◆ Work instructions:
Reproduce the passage of the news text on noncommunicable diseases below, from "According to the" up to and including "disorders and obesity.".

◆ Selected text:

*** Begin section ***

Cancer, diabetes, lung and heart diseases are the top four killers in the world, a new report has revealed.
Cancer, diabetes, lung and heart diseases are the top four killers in the world, a new report has revealed.

According to the new World Health Organisation (WHO) report, which was released on Friday (June 1) these non communicable diseases collectively kill 41 million people across the globe every year - accounting for 71% of all deaths globally.

About 15 million deaths affected those between the ages of 30 and 70 years. 

Following the report, which was also published simultaneously in the medical journal The Lancet, the WHO Independent High-level Commission on Non communicable Diseases (NCDs) now calls for urgent action to address chronic diseases and mental health disorders. It has also demanded high-level political commitment to address the epidemic of NCDs, including mental disorders and obesity. 

By calling on heads of state and government to take ultimate responsibility for NCDs, the report, acknowledges the need to ensure that health ministries have the influence they require to ensure the issue is backed with the political will and funding it merits. 

President of Uruguay, Dr Tabaré Vázquez,  called on world leaders to “redouble efforts” to meet the Sustainable Development Goals target to reduce premature death from NCDs by one-third by 2030 and to promote mental health and wellbeing.

 “Preserving and improving people’s quality of life is a way of enhancing human dignity in order to make progress in terms of economic growth, social justice and human coexistence,” said Dr Vázquez, who presented the report to WHO Director-General Dr Tedros Adhanom Ghebreyesus in Geneva today. “Health is essential for peace and democracy. It is not a matter of spending a lot, but of making good investments.”

*** End section ***

◆ Stored items from a collection:
*** Begin section ***

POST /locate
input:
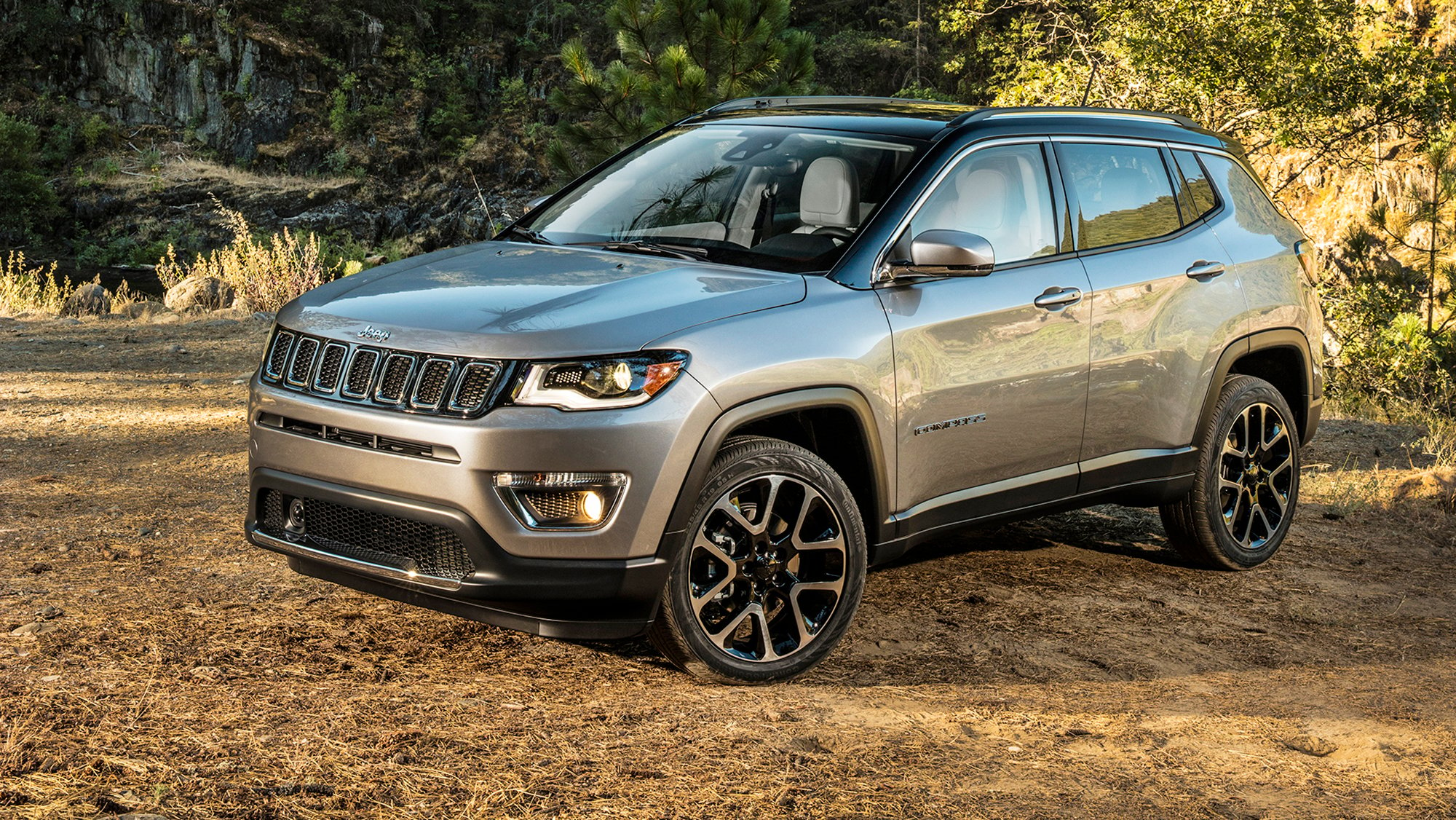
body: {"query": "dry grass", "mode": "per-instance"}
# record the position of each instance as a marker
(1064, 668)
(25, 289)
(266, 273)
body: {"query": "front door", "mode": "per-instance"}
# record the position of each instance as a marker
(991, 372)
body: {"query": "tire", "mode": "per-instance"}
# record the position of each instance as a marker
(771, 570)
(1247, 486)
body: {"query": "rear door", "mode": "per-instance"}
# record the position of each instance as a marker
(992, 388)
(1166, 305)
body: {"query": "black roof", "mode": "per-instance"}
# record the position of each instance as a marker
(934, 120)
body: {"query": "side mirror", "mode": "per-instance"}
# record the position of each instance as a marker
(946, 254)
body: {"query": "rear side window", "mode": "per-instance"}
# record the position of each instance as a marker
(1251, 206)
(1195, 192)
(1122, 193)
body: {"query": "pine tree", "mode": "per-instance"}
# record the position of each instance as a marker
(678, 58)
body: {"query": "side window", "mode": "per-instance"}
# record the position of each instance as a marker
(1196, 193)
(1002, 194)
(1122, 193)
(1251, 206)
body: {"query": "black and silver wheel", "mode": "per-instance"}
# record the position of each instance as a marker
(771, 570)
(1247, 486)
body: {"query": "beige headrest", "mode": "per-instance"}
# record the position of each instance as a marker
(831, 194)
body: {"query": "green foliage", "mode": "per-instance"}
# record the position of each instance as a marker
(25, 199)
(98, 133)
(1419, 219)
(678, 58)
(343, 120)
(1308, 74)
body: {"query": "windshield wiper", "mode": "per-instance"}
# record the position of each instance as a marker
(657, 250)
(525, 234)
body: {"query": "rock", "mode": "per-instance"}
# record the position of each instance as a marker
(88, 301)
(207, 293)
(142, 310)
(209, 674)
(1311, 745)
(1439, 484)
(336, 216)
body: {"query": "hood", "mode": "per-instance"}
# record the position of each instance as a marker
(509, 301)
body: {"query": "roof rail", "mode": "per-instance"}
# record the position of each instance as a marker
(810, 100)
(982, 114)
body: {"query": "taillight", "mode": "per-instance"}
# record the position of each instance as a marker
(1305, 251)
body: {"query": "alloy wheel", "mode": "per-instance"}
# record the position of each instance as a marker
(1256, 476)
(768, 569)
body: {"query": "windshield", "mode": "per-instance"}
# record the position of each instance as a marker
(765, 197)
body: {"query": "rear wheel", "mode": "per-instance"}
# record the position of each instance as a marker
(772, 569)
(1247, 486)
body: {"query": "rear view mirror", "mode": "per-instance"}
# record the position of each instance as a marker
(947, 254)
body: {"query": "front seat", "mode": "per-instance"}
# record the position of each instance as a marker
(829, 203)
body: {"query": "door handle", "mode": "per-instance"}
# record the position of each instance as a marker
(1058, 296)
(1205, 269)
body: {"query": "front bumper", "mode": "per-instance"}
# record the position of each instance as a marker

*** End section ***

◆ Your response:
According to the new World Health Organisation (WHO) report, which was released on Friday (June 1) these non communicable diseases collectively kill 41 million people across the globe every year - accounting for 71% of all deaths globally.

About 15 million deaths affected those between the ages of 30 and 70 years. 

Following the report, which was also published simultaneously in the medical journal The Lancet, the WHO Independent High-level Commission on Non communicable Diseases (NCDs) now calls for urgent action to address chronic diseases and mental health disorders. It has also demanded high-level political commitment to address the epidemic of NCDs, including mental disorders and obesity.